**Stated goal 1:**
According to the construction invoicing text, what is the standard rate of retainage?
**Stated goal 2:**
Reproduce the part of the construction invoicing text that starts at the words "Retainage (also called" and ends after the words "or incomplete work.".

**Excerpted text:**
Retainage (also called retention) is a percentage of each progress payment withheld by the client until the project is satisfactorily completed. The standard rate is 5-10%. For example, on a $10,000 invoice with 10% retainage, the client pays $9,000 and withholds $1,000. The accumulated retainage is released upon final completion and acceptance of the work — typically with the final invoice. Retainage protects the client against defective or incomplete work.
The AIA G702/G703 payment application is the industry-standard billing format used on commercial construction projects. It organizes billing by scheduled value (the contract amount for each item), work completed in previous periods, work completed this period, materials stored, total completed and stored, the percentage of completion, and balance to finish. Many GCs and project owners require this format for payment processing. Our invoice generates documents in the AIA style — organized the same way commercial clients expect.
In most states (~40), contractors pay sales tax on materials when purchasing them from the supplier and do NOT charge the client sales tax on the invoice. Labor for real property improvement is generally not taxable. However, a few states — Hawaii, New Mexico, Mississippi, and Arizona — apply a gross receipts or contracting tax to the full contract amount (labor + materials). Additionally, some states (Arkansas, Connecticut, Florida, New York, Pennsylvania, West Virginia) tax repair labor differently from new construction. The invoice auto-suggests a rate based on your state, but construction tax rules are complex — consult your accountant.
Add the change order work as separate line items with clear descriptions that reference the approved change order number (e.g., "CO #3 — Additional Outlets per Change Order dated 2/15/2026"). Enter the change order reference number in the dedicated field. Always get change orders approved in writing before performing the work. If a client disputes a change order charge, your invoice documentation — combined with the written change order — protects your right to payment.

**Extracted data:**
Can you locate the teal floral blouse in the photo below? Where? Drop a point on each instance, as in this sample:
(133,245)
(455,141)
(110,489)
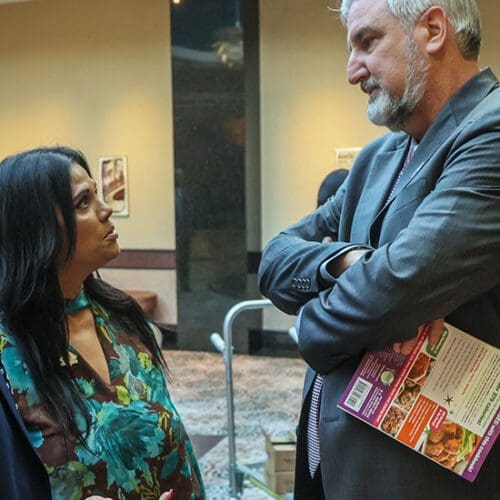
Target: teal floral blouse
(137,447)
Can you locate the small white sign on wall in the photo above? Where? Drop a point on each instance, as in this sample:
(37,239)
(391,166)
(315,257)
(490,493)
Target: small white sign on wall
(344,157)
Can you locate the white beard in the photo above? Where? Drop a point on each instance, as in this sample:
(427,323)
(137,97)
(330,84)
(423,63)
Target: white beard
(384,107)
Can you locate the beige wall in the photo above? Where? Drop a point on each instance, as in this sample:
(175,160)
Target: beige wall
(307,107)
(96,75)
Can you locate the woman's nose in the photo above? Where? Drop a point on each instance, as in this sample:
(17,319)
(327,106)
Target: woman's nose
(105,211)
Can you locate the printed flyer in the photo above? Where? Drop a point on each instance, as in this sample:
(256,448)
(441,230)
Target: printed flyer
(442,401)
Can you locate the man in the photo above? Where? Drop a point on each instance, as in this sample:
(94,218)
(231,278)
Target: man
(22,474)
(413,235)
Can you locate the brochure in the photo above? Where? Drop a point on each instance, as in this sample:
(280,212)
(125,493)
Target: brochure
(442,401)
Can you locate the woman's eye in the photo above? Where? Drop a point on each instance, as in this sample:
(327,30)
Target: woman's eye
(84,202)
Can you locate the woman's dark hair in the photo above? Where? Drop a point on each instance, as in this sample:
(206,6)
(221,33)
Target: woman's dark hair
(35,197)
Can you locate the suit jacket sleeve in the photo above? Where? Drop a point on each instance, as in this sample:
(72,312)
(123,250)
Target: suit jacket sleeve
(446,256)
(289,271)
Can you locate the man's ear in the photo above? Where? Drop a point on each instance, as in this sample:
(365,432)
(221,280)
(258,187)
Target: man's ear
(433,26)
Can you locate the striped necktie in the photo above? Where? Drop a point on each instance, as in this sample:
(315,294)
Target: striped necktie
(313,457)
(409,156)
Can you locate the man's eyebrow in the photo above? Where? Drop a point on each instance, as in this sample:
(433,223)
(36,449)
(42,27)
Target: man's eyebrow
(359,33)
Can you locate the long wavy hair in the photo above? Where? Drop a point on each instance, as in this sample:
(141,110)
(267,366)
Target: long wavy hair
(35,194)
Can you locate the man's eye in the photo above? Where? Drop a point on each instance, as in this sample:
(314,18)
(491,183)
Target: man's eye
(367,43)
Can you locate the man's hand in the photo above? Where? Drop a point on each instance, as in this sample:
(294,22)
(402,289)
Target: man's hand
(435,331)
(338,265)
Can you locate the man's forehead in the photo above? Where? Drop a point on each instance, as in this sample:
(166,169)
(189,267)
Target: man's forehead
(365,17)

* * *

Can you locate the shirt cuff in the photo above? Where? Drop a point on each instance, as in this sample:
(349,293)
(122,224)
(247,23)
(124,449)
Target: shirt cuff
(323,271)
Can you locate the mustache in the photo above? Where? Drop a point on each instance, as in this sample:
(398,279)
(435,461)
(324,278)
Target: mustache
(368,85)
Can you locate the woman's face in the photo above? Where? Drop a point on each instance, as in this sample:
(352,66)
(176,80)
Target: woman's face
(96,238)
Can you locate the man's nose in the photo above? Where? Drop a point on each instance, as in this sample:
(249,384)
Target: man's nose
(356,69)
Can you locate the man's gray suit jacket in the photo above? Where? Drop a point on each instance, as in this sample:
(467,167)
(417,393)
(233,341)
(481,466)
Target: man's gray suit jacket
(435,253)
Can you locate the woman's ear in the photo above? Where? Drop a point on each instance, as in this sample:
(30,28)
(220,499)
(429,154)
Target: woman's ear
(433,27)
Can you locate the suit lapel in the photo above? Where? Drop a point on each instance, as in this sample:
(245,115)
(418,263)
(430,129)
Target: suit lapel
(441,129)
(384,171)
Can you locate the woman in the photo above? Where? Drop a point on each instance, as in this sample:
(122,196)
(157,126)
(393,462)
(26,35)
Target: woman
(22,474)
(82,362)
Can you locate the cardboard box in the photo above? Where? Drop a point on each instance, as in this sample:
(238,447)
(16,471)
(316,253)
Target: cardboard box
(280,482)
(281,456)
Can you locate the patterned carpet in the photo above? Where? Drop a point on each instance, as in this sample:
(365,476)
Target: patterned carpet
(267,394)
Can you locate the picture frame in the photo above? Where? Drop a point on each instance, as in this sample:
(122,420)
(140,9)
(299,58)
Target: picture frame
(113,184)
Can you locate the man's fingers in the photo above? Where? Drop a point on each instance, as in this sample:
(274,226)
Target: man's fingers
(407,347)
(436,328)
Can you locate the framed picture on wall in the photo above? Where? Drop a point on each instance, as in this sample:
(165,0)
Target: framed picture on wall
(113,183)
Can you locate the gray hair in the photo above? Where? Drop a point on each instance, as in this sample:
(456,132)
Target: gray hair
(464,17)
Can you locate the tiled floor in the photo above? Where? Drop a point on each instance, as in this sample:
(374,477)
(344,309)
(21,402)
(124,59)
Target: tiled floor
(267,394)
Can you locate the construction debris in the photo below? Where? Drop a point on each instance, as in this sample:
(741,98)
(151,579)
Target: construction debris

**Worked answer 1:**
5-10%

**Worked answer 2:**
Retainage (also called retention) is a percentage of each progress payment withheld by the client until the project is satisfactorily completed. The standard rate is 5-10%. For example, on a $10,000 invoice with 10% retainage, the client pays $9,000 and withholds $1,000. The accumulated retainage is released upon final completion and acceptance of the work — typically with the final invoice. Retainage protects the client against defective or incomplete work.